Point labeling dataset excerpts

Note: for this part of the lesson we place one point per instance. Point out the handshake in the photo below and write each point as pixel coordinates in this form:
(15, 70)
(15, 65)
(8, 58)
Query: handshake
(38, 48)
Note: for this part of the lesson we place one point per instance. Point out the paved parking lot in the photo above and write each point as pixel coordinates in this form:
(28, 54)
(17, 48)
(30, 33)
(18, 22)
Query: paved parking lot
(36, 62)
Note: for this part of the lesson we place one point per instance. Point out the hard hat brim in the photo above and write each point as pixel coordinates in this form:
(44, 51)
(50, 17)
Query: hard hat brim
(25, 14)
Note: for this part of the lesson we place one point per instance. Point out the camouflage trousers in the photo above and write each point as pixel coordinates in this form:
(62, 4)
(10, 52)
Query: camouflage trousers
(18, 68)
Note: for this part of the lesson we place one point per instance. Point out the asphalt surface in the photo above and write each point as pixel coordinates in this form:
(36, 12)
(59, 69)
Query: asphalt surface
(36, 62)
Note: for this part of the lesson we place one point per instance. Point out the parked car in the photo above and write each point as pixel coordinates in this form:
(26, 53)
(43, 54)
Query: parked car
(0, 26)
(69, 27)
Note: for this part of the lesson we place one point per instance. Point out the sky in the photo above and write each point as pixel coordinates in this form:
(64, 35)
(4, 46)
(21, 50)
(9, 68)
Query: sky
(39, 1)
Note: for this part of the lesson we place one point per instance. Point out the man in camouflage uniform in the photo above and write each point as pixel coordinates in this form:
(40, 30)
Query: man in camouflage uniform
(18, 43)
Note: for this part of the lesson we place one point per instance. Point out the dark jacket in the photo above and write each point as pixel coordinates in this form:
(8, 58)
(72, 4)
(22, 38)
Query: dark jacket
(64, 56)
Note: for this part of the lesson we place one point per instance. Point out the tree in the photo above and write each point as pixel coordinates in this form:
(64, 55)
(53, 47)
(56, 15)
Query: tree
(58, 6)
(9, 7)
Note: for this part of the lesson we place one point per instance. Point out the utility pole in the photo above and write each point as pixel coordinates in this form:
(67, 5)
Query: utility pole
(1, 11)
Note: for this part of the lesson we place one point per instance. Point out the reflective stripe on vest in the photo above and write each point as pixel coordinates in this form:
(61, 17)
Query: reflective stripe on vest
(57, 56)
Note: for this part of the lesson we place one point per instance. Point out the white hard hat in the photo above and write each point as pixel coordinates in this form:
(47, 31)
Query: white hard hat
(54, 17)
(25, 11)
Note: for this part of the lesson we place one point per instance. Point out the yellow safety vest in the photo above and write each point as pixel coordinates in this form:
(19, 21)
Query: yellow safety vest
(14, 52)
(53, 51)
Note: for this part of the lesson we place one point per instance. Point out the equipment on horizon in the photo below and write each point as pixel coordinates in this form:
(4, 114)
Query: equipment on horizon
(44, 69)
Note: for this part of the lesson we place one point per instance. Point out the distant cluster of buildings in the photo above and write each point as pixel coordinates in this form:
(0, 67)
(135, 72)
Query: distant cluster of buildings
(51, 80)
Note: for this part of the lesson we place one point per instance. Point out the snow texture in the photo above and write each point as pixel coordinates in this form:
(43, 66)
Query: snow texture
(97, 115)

# Goal:
Take the data above and return it exactly.

# Problem solution:
Note: for this part of the lesson we place one point per instance. Point out the handshake in the photo below and write each point as pixel coordinates in this form:
(15, 70)
(15, 65)
(8, 58)
Query: handshake
(38, 48)
Note: for this part of the lesson we place one point per instance. Point out the paved parking lot in the photo above and write each point as pixel coordinates in this form:
(28, 54)
(17, 48)
(30, 33)
(18, 22)
Query: paved parking lot
(36, 62)
Note: for this part of the lesson we place one point per instance. Point out the hard hat brim in the photo above and write each point as pixel coordinates in this form:
(44, 51)
(50, 17)
Query: hard hat brim
(25, 14)
Note: for this part of the lesson we place one point per instance. Point out the camouflage trousers in the photo above and write each point as pixel coordinates in this form:
(62, 4)
(10, 52)
Query: camouflage trousers
(18, 68)
Note: for this part of the lesson we place one point per instance. Point out the asphalt surface in the photo above and write each point as pixel coordinates in this form:
(36, 12)
(59, 69)
Query: asphalt surface
(36, 62)
Note: for this part of the lesson we place one point per instance. Point out the parked car in the photo above and write each point as pixel coordinates in this form:
(26, 53)
(43, 54)
Query: parked car
(0, 26)
(69, 27)
Note: for this part of the lesson we place one point per instance. Point out the sky in the photo above and write each point as pixel coordinates in this form:
(64, 35)
(4, 46)
(21, 50)
(9, 68)
Query: sky
(39, 1)
Note: for this part of the lesson we place one point per instance. Point out the man in camouflage uniform in the photo above and write each point as pixel coordinates in this form:
(40, 30)
Query: man in camouflage uniform
(18, 43)
Note: for this part of the lesson we place one point per instance. Point out the dark jacket in the photo above and write each point as pixel coordinates in this form:
(8, 58)
(72, 4)
(22, 38)
Query: dark jacket
(64, 56)
Note: for this part of the lesson we place one point per instance. Point out the tree in the photo above and write each point as pixel coordinates in this form:
(64, 55)
(53, 47)
(56, 15)
Query: tree
(58, 6)
(9, 7)
Note: for this part of the lesson we place one point per instance. Point out the utility pole in the photo above and write each point as pixel coordinates in this form:
(67, 5)
Query: utility pole
(1, 11)
Note: for this part of the lesson we place one point per instance. Point out the reflective stripe on vest in the photo above and write each point as pixel coordinates in this form:
(61, 17)
Query: reflective stripe on vest
(57, 56)
Note: for this part of the lesson we place one point per instance. Point out the white hard hat in the photo above and write each point as pixel coordinates in this form:
(47, 31)
Query: white hard hat
(54, 17)
(25, 11)
Note: for this part of the lesson we place one point per instance. Point out the yellow safety vest in the photo above and write each point as pixel coordinates in this form:
(19, 21)
Query: yellow safety vest
(14, 52)
(53, 51)
Note: for this part of the lesson we place one point per instance. Point out the equipment on horizon in the photo below and write each point as pixel coordinates in this form:
(4, 114)
Query: equipment on horizon
(44, 69)
Note: for this part of the lesson we place one point per instance. Point out the distant cluster of buildings in the photo above and write each point as pixel coordinates in this form:
(0, 67)
(135, 72)
Query: distant cluster of buildings
(51, 80)
Note: for this part of the lesson we place one point per instance. Point out the snow texture in the photo above and write each point as pixel coordinates in this form:
(43, 66)
Query: snow texture
(97, 115)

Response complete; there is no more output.